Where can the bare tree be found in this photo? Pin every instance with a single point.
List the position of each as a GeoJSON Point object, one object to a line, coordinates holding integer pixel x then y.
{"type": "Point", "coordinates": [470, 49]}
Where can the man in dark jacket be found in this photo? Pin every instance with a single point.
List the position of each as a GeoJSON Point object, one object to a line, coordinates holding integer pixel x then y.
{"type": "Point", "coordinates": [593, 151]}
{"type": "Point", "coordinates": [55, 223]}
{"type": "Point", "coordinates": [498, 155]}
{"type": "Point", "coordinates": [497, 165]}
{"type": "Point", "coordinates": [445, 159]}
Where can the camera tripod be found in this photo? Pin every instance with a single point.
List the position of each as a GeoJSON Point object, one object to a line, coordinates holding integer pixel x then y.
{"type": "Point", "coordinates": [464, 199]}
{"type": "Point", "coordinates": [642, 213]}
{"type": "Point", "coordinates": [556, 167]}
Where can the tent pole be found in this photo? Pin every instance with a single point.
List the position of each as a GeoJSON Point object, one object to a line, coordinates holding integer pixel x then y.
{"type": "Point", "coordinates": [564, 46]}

^^^^

> Exercise
Reproduce all of the rows above verbatim, keeping every line in its original order.

> In response
Where can the bare tree be found in this photo? Pin every instance with a single point.
List the position of each as a GeoJSON Point object, one object to a line, coordinates holding integer pixel x then y.
{"type": "Point", "coordinates": [470, 49]}
Where can the man in dark jacket be found in this photo? Pin every instance with a single point.
List the position of each as a GeoJSON Point object, one object to a line, coordinates holding integer pixel x then y.
{"type": "Point", "coordinates": [593, 151]}
{"type": "Point", "coordinates": [55, 223]}
{"type": "Point", "coordinates": [498, 155]}
{"type": "Point", "coordinates": [497, 165]}
{"type": "Point", "coordinates": [445, 159]}
Where can the camera tripod be found in this photo? Pin every instance with a single point.
List the position of each as a GeoJSON Point object, one object to a line, coordinates holding integer pixel x then y.
{"type": "Point", "coordinates": [464, 199]}
{"type": "Point", "coordinates": [642, 213]}
{"type": "Point", "coordinates": [556, 167]}
Where can the tent pole be found in this photo? Pin every instance with a single point.
List the position of each as a GeoJSON Point object, one object to a line, coordinates holding integer pixel x then y.
{"type": "Point", "coordinates": [564, 46]}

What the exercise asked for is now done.